ИСХОДНЫЙ ТЕКСТ
>>>>>
Анне Ахматовой Мандельштам представлялся уникальным поэтом, вовсе не испытавшим влияний. «У Мандельштама нет учителя. <…> Я не знаю в мировой поэзии подобного факта», – писала она82. В то же время Надежда Мандельштам отмечала открытость поэта к чужому творчеству: «Я учусь у всех – даже у Бенедикта Лившица», – вроде бы сказал он83. Мандельштам и в самом деле как минимум производит впечатление автора, совершенно избежавшего поэтического страха (anxiety). И все же он явно испытывал определенный дискомфорт по поводу Александра Блока, да и «сверхчеловеческое целомудрие» в его подходе к Александру Пушкину (отмеченное Ахматовой) указывает на подспудные страхи84. Потребность в избегании (side-stepping) страха относится к самой сути блумовской концепции, и именно борьба поэта, особенно с самым влиятельным предшественником (предшественниками), является главным предметом интереса Блума. И все же Мандельштам видится мне «сильным опоздавшим» («strong latecomer») в смысле и не предусмотренном Блумом, и предвосхищающем его; поэтом, провидчески осведомленном о механизмах и психологии влияния. Его умение успешно обходить вербальный страх зиждется, в частности, на остроумном позиционировании своей поэзии относительно понятий влияния, первенства (priority) и оригинальности.
<<<<<
ТРЕБОВАНИЯ
Продолжите текст о Мандельштаме и поэтическом влиянии, начав сразу после его последнего предложения. Следующие позиции взяты из другого источника.

Данные разметки расположения объектов:
>>>>>
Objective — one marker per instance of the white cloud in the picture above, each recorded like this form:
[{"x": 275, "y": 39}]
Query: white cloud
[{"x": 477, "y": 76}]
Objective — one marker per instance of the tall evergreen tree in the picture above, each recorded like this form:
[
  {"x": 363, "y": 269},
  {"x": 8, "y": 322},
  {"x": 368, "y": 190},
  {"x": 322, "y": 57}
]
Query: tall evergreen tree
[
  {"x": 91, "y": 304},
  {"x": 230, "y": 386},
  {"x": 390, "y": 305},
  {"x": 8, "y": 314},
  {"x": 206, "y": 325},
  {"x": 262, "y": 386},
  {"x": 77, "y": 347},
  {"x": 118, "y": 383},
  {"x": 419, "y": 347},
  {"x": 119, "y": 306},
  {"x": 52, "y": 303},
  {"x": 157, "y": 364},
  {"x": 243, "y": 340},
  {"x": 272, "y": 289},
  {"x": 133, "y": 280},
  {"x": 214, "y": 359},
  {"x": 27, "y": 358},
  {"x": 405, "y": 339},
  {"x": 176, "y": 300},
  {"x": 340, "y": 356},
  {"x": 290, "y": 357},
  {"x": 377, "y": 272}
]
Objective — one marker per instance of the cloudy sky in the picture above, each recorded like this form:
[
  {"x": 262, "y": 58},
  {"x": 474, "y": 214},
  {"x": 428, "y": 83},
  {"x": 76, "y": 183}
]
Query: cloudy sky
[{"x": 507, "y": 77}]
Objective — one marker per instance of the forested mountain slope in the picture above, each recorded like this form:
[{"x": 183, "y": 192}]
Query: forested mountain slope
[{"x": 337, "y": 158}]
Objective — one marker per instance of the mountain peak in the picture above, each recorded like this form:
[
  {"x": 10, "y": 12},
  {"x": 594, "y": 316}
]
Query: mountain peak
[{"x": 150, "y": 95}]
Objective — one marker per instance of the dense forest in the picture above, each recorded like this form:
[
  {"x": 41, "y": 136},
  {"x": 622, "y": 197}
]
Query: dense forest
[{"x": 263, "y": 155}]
<<<<<
ОЖИДАЕМЫЙ ОТВЕТ
В теории Блума о страхе влияния особое значение отводится идее, что поэтическое влияние, вместо того чтобы выражать принятие фигуры поэта-отца посредством прямого заимствования, является процессом отталкивания от прошлого в актах творческого «недонесения» (misprision), т. е. неверного прочтения. Поэтическое настоящее все более сужается по мере того, как все мельчающие поэты ищут себе место в литературной вселенной, лишенной первенства. Сильным поэтом является тот, кто способен вступить в борьбу с фигурой отца и выйти из нее как индивидуальный поэтический голос. Постфрейдовский подход Блума к психологии поэтического творчества основан на образе «семейного романа» с его подспудным напряжением между сыном и отцом (предшественником); Блум изображает эту эдипову борьбу как центральный сюжет возникновения всякого сильного поэта в качестве поэта85.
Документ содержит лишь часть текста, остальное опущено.